Action item:
The answer should consist of the records below, repeated exactly, and no pictures.

Data extract:
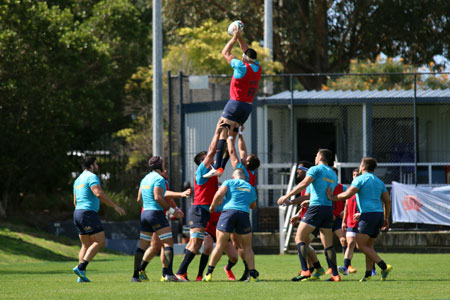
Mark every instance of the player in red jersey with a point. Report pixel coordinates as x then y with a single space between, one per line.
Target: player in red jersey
243 89
210 238
204 191
350 228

Task output:
Mark every instance of the player in red jersey with a point. Report pixel coordinates as x then y with a single space between, one per line.
Target: player in red jersey
243 89
210 238
204 191
350 228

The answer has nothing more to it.